═════ GIVEN ENTRIES

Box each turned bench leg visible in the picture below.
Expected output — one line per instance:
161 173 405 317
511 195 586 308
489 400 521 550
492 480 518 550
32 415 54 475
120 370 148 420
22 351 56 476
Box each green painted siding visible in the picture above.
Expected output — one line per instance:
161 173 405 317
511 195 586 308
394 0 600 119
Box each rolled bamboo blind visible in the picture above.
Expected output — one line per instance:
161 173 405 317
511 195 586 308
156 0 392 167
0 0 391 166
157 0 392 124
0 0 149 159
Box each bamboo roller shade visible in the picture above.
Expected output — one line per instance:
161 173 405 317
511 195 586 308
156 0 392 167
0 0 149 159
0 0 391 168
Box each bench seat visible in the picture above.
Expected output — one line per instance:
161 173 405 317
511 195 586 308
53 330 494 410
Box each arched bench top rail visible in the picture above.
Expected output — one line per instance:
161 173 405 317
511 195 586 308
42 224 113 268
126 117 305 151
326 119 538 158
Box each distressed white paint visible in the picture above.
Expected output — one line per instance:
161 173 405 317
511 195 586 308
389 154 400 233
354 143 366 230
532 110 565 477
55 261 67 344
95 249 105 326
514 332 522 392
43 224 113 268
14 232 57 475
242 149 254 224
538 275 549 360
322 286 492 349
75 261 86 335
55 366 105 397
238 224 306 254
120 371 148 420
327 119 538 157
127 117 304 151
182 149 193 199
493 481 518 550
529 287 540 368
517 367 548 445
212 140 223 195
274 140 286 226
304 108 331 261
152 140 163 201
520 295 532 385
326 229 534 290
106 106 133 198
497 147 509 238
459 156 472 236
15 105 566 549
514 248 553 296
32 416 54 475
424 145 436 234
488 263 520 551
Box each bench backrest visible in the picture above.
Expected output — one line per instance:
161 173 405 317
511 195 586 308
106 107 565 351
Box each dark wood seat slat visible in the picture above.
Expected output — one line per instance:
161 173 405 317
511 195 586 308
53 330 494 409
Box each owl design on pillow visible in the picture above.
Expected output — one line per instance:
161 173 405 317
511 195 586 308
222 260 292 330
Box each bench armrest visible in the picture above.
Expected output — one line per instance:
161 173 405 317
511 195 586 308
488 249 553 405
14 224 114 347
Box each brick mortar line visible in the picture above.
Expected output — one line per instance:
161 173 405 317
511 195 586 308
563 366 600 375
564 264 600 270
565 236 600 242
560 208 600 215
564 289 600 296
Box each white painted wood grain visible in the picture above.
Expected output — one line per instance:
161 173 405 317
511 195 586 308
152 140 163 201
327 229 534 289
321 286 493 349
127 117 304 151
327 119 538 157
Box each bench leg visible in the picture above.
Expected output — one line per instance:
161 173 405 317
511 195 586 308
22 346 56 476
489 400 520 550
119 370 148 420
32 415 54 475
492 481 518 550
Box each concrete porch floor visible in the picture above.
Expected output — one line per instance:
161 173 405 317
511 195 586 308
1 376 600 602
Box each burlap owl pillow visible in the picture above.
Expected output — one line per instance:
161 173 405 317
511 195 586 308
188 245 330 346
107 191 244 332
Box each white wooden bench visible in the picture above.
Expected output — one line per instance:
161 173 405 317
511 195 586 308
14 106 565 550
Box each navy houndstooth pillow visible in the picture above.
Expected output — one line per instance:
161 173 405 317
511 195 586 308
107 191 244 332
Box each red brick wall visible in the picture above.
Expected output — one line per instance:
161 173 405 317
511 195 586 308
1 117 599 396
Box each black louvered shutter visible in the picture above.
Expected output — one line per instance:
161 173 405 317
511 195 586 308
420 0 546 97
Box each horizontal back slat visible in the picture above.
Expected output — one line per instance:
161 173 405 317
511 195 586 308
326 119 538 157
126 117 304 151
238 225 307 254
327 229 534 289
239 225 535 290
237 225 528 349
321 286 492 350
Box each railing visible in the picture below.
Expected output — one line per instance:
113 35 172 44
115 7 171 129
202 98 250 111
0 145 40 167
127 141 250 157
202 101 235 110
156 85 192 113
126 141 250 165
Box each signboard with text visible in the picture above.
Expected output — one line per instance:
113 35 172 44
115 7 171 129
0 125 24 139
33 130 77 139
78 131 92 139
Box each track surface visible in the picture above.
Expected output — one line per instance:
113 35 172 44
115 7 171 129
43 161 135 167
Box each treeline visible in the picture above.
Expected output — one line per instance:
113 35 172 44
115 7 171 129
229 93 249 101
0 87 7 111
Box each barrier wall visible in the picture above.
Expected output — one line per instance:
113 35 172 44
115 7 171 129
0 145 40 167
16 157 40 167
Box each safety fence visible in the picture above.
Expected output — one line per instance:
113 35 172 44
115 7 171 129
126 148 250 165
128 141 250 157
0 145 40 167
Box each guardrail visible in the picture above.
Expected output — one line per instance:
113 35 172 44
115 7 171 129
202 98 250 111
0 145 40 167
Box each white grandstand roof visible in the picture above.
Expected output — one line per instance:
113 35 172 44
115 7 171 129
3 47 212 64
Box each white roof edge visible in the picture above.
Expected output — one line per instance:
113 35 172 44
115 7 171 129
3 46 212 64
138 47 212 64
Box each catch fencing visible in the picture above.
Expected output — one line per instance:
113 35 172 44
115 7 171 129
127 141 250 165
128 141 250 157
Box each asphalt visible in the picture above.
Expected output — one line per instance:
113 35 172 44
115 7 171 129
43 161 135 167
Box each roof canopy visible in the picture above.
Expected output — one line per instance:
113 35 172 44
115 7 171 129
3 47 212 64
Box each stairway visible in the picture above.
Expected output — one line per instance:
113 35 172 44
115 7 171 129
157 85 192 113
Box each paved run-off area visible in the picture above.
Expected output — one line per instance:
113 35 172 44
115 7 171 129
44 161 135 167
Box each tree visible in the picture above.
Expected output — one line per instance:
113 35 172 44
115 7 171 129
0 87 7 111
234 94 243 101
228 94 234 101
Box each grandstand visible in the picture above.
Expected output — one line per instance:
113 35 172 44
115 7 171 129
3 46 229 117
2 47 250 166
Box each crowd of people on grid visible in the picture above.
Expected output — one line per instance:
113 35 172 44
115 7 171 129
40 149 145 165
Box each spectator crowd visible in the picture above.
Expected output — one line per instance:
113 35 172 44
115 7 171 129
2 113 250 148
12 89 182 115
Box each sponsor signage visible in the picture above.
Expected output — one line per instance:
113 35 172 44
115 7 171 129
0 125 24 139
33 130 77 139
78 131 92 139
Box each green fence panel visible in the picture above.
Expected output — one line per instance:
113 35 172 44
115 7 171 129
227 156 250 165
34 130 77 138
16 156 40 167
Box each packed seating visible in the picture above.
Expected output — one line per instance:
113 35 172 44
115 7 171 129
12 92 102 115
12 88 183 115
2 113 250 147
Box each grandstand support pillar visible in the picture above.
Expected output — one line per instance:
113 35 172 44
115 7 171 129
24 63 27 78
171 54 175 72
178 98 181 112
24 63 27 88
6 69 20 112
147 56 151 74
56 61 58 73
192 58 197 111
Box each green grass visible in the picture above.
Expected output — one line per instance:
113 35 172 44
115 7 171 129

══════════

Write the records out once more. Each line must match.

Box each turned bench leg visible in the picture below.
Expected output — one line per instance:
161 173 405 317
511 195 586 308
489 400 521 550
492 480 518 550
32 415 54 475
120 370 148 420
22 351 56 476
Box each green painted siding visible in the picture above.
Expected output — one line per instance:
161 173 405 317
511 195 586 308
394 0 600 119
Box each rolled bamboo blind visible in the picture above.
Expected output — one line per instance:
161 173 405 317
511 195 586 308
156 0 392 167
0 0 391 166
157 0 392 124
0 0 149 159
Box each bamboo roller shade visible in the picture above.
Expected output — one line per instance:
161 173 405 317
511 195 586 308
156 0 392 167
0 0 149 159
0 0 391 168
Box each bench seat visible in the picture above.
Expected output — one line per instance:
161 173 405 317
511 195 586 308
53 330 494 410
Box each arched bench top rail visible in the picture above.
Expected output — one line per instance:
161 173 405 317
511 195 586 308
42 224 113 268
126 117 305 151
326 119 538 158
Box each distressed white paint visible in the picture above.
Expected output — one line per instance:
161 173 405 317
511 195 586 308
389 154 400 233
354 143 366 230
532 110 565 477
55 261 67 344
95 249 105 326
514 332 522 392
43 224 113 268
14 232 57 475
242 149 254 224
538 275 549 360
322 286 492 349
75 261 86 335
55 366 105 397
238 224 306 254
120 371 148 420
327 119 538 157
127 117 304 151
182 149 193 199
493 481 518 550
529 287 540 368
517 367 548 445
212 140 223 195
274 140 286 226
304 108 331 261
152 140 163 201
520 295 532 385
326 229 534 290
106 106 133 198
497 147 509 238
459 156 472 236
15 105 566 549
514 248 553 296
32 416 54 475
424 145 436 234
488 263 520 551
Box each bench backrest visible in the picture above.
Expected output — one line per instance:
161 173 405 317
511 195 586 308
106 107 565 351
Box each dark wood seat slat visible in the picture above.
Expected output — one line per instance:
161 173 405 317
511 195 586 308
53 330 494 409
Box each owl design on pillow visible in the picture above.
Expected output — one line per instance:
161 173 405 317
511 195 586 308
222 260 292 330
Box each bench armrest visible in the picture above.
Expected output — one line per instance:
161 173 405 317
511 195 586 308
488 249 553 405
14 224 114 347
Box each brick mortar line visible in the picture above.
Expected output — one line per instance:
161 173 405 317
511 195 586 308
563 366 600 375
564 264 600 270
565 236 600 242
560 208 600 215
564 289 600 296
Box each white painted wood grain visible in the picture above.
Expected output — one line per instance:
161 173 405 317
511 195 586 308
152 140 163 201
327 229 534 289
321 286 493 349
127 117 304 151
327 119 538 157
Box each bench leg visible in the picture above.
Expected output — one line per instance:
161 173 405 317
511 195 586 308
22 346 56 476
489 400 520 550
119 370 148 420
32 415 54 475
492 481 518 550
Box each concrete porch floor visible in the picture above.
Expected output — one line per instance:
161 173 405 317
511 195 586 308
1 376 600 602
Box each burlap owl pillow visible in the picture above.
Expected output — one line per instance:
161 173 405 317
511 195 586 308
188 245 330 346
107 191 244 332
Box each white wooden bench visible in the picture above.
Expected output — one line per instance:
161 173 405 317
511 195 586 308
14 106 565 550
Box each navy houndstooth pillow visible in the picture above.
Expected output — one line per instance:
161 173 405 317
511 195 586 308
107 191 244 332
Box each red brick wall visible in the picture above.
Expected output — one line per instance:
161 173 405 317
511 195 586 308
1 117 599 396
Box each black louvered shutter visible in the picture above.
Expected output — one line per instance:
161 173 405 317
511 195 586 308
420 0 546 97
Box each horizontal back slat visible in the picture above.
Expected output — one line per instance:
161 173 405 317
511 195 586 308
326 119 538 157
126 117 304 151
238 225 307 254
327 229 534 289
239 225 535 290
237 225 528 349
321 286 492 350
Box each railing visible in the picture below.
Expected output — one line per instance:
113 35 172 44
115 7 171 129
202 98 250 111
0 145 40 167
127 141 250 157
202 101 235 110
156 85 192 113
126 141 250 165
Box each signboard with text visible in the picture above.
Expected output — one line per instance:
113 35 172 44
115 7 171 129
0 125 24 139
33 130 77 139
78 131 92 139
Box each track surface visible in the picture above.
Expected output — one line per instance:
113 35 172 44
115 7 171 129
43 161 135 167
Box each treeline visible in the picture above.
Expected output — one line per instance:
113 35 172 44
115 7 171 129
229 93 249 101
0 87 7 111
Box each barrier wall visible in the picture above.
Expected output — one line per instance:
113 35 172 44
115 7 171 129
0 145 40 167
16 157 40 167
Box each safety fence visible in the picture above.
Expected output — one line per instance:
113 35 172 44
115 7 171 129
126 148 250 165
128 141 250 157
0 145 40 167
Box each guardrail visible in the picture above.
Expected output — one line per instance:
113 35 172 44
115 7 171 129
202 98 250 111
0 145 40 167
Box each white grandstand roof visible in the picture above.
Expected output — one line per instance:
113 35 172 44
115 7 171 129
3 47 212 64
Box each white roof edge visible in the picture above.
Expected output — one line per instance:
113 35 172 44
115 7 171 129
3 46 212 64
138 47 212 64
Box each catch fencing visible in the picture above.
Expected output — one line per instance:
113 35 172 44
115 7 171 129
127 141 250 165
128 141 250 157
Box each asphalt visible in the picture above.
Expected output — one line per instance:
113 35 172 44
115 7 171 129
43 161 135 167
Box each roof canopy visible in the picture above.
Expected output — one line per instance:
113 35 172 44
115 7 171 129
3 47 212 64
Box each stairway visible in the picture above.
Expected output — one line per instance:
113 35 172 44
115 7 171 129
157 85 192 113
Box each paved run-off area visible in the picture above.
Expected output — one line per instance:
113 35 172 44
115 7 171 129
44 161 135 167
Box each tree visible in the picture above.
Expected output — one line per instance:
113 35 172 44
115 7 171 129
0 87 7 111
234 94 243 101
228 94 234 101
Box each grandstand visible in the picture above.
Expected output — one line per instance:
113 35 172 44
115 7 171 129
3 46 229 117
2 47 250 166
Box each crowd of people on grid visible in the picture above.
Expected output — one line per instance:
113 35 172 44
115 7 171 129
40 149 145 165
Box each spectator crowd visible in the picture above.
Expected output — one line per instance:
113 35 172 44
115 7 171 129
2 113 250 148
12 89 182 115
Box each sponsor signage visible in the picture above.
Expected output — one line per instance:
113 35 172 44
115 7 171 129
0 125 24 139
33 130 77 139
78 131 92 139
Box each green fence panel visible in the picture above.
Expected output — one line per instance:
113 35 172 44
115 7 171 129
227 156 250 165
34 130 77 138
16 156 40 167
Box each packed seating visible in the picture above.
Expected output — one line per instance:
113 35 172 44
115 7 171 129
12 92 102 115
12 88 183 115
2 113 250 147
Box each grandstand support pillar visible in the picture above.
Expected output — one line per instance:
113 35 172 44
115 7 171 129
24 63 27 78
171 54 175 72
178 98 181 112
24 63 27 88
6 69 20 112
147 56 151 74
56 61 58 73
192 58 197 111
Box each green grass visible in the picture above.
Expected output — one line per instance:
113 35 172 44
115 7 171 129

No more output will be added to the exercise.